--- Start of Provided records ---
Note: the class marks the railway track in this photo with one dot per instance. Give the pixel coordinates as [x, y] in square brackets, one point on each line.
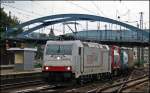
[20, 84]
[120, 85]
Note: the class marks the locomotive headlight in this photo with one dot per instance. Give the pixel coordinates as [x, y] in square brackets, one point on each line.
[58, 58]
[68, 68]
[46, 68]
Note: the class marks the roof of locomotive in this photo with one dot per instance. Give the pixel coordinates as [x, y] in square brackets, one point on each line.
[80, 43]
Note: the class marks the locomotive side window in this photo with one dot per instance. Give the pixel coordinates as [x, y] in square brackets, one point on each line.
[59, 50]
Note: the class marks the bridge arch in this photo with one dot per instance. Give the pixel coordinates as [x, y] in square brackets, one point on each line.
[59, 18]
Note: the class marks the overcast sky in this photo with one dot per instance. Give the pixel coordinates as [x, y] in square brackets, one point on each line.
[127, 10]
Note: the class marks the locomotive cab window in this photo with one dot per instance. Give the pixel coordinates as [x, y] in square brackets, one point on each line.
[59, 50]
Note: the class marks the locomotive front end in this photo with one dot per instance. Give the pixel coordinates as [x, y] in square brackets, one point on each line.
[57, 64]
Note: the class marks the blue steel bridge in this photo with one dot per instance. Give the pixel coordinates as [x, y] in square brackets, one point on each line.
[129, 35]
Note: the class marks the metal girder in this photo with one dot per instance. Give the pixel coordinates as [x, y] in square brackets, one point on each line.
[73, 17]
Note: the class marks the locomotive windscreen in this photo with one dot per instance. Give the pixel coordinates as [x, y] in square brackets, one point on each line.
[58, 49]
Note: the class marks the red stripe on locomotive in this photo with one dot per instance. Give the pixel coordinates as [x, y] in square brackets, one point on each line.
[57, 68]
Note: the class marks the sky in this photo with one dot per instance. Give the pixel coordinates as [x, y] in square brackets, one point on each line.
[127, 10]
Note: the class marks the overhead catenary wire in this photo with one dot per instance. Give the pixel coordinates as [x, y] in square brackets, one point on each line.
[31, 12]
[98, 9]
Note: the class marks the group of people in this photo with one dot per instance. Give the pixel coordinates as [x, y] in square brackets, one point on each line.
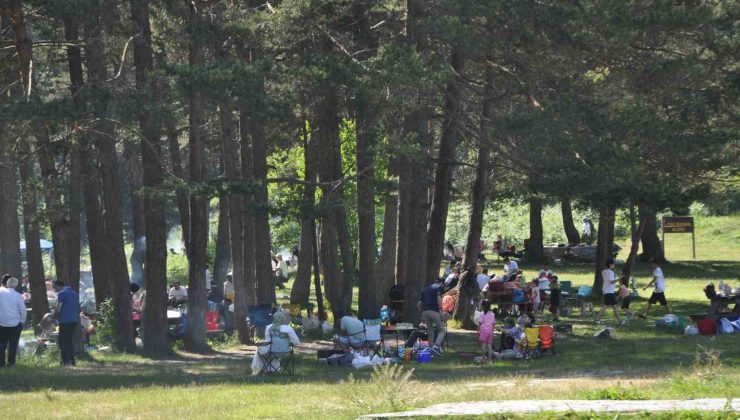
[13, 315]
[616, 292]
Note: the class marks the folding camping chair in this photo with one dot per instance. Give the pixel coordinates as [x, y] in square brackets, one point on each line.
--- End of Provided records ---
--- Start of Provided records ---
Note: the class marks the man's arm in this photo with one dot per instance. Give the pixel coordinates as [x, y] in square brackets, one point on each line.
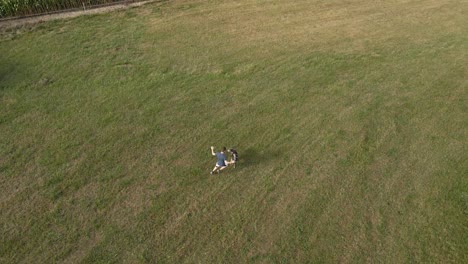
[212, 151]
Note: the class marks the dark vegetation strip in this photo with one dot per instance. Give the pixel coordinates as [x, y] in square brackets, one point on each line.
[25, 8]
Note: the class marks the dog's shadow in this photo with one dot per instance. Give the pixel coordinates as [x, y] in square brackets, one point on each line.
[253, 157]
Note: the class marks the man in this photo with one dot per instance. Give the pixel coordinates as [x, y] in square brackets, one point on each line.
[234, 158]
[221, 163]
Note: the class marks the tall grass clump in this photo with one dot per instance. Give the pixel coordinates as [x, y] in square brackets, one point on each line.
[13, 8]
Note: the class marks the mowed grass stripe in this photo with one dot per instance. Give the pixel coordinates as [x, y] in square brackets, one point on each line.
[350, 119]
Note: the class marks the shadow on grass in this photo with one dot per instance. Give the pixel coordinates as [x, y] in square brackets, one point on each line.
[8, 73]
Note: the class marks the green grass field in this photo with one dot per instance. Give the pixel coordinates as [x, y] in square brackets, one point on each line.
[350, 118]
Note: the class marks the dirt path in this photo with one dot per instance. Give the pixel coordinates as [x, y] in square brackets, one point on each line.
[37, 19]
--- End of Provided records ---
◆ Exercise directions: Please output, word for word, the lines between the one holding "Note: the class marks the overhead" and the one holding "Note: the class marks the folding", both included. Leave the pictures out of your answer.

◆ The output:
Note: the class marks the overhead catenary wire in this photo with one dot per instance. Give the pixel coordinates as [x, y] in square brackets, one point on each line.
[31, 12]
[98, 9]
Note: the class marks the group of people in this photo with one dot per instance. Give the pixel coordinates as [x, y] in square brackets, one point on each line.
[13, 315]
[616, 292]
Note: the class marks the folding camping chair in this photo with one dot per instance. Give the pixel coordinates as [x, y] in square brackets, one point on each line.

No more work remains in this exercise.